:: Task description ::
Can you repeat word for word the lines below, from the line containing "the silver car hood" through the final line of the entries, including both ends?

------ Data supplied ------

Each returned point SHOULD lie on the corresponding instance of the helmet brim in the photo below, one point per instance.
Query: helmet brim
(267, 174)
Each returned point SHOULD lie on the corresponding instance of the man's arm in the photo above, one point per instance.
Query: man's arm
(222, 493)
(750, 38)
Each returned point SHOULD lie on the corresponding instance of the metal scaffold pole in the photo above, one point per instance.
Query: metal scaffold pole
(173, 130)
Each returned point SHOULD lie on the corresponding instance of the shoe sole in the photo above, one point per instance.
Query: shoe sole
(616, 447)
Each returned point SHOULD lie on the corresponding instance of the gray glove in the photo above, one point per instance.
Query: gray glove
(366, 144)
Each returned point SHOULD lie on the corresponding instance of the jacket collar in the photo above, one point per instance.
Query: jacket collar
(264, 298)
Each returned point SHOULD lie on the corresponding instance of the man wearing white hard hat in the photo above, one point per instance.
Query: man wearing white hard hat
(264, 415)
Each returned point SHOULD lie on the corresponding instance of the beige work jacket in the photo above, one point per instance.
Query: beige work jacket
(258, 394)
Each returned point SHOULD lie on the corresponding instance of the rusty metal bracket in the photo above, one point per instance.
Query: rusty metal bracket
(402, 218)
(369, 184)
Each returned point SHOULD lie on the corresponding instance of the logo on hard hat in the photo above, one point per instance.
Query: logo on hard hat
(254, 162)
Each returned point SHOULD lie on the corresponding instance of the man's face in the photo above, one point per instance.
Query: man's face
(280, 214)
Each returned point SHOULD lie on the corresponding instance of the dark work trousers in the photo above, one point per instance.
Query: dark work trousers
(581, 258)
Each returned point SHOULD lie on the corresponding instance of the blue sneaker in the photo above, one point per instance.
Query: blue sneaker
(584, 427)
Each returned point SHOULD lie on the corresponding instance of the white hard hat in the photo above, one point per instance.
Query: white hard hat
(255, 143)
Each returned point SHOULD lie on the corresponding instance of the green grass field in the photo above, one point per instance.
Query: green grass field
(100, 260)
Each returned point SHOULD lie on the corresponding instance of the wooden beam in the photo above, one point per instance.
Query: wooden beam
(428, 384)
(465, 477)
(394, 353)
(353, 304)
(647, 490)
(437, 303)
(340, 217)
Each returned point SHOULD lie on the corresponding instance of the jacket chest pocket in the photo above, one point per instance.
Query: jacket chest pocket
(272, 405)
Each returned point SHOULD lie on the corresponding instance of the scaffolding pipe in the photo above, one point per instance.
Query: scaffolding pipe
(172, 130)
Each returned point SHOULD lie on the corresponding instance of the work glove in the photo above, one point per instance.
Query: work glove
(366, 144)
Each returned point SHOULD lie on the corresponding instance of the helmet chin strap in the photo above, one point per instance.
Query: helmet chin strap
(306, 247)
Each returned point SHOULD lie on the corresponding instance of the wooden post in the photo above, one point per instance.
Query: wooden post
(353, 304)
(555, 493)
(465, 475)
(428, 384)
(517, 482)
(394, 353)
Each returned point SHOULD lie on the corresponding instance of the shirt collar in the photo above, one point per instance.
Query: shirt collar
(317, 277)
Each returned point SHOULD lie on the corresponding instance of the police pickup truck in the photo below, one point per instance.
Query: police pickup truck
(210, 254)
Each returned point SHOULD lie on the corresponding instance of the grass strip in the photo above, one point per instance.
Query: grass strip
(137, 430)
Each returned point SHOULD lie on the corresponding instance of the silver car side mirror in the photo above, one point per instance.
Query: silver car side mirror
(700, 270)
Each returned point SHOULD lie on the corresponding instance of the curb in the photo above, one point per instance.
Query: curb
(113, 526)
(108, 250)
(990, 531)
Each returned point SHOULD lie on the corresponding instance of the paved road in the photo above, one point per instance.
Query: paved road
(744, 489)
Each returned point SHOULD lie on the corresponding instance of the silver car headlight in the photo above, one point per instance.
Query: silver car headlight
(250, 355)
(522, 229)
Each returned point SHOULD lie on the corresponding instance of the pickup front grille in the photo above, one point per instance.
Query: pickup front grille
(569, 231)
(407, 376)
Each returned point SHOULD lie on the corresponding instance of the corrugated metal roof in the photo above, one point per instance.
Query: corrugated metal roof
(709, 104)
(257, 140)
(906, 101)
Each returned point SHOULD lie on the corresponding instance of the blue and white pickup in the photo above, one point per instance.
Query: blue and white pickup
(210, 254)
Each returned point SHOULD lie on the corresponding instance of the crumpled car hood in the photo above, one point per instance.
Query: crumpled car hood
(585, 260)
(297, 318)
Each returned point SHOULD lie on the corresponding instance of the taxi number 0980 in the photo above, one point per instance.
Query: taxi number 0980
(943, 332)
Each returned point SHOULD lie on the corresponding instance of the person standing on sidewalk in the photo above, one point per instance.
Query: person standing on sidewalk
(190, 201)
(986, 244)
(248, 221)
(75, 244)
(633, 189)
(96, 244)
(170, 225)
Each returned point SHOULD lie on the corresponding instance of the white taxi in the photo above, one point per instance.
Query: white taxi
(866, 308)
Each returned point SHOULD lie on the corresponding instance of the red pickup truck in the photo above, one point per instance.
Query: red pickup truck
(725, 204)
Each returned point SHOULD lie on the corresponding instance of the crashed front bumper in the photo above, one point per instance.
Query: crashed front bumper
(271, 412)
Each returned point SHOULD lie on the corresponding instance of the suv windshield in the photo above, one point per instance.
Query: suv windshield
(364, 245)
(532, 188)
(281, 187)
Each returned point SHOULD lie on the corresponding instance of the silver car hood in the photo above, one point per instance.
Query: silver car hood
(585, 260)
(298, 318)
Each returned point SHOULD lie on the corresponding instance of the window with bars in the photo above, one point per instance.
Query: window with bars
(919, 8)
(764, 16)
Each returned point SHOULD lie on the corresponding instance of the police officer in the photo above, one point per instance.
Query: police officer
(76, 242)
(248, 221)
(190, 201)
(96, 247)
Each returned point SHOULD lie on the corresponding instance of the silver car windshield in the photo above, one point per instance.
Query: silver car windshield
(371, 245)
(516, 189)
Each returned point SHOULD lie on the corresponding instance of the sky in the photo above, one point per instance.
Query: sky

------

:: Written solution ::
Each returned point SHOULD lie on the corresponding instance of the silver car hood in the photo above, one point per instance.
Query: silver car hood
(585, 260)
(298, 318)
Each returned point SHOULD lie on the corresponding instance of the window with bars in the photo above, one point per instance.
Query: window with bars
(919, 8)
(764, 16)
Each returned point SHOULD lie on the corresponding instance of the police officer in the photo above, one point per instance.
Query: police officer
(76, 242)
(248, 221)
(190, 201)
(96, 247)
Each returned point SHOULD lie on the corresponding instance of the silver car windshield in the photo above, one point per instance.
Query: silver car windshield
(371, 245)
(516, 189)
Each returned point SHOULD lie on the corresponding instance of the sky in the photo above, one point per instance.
Query: sky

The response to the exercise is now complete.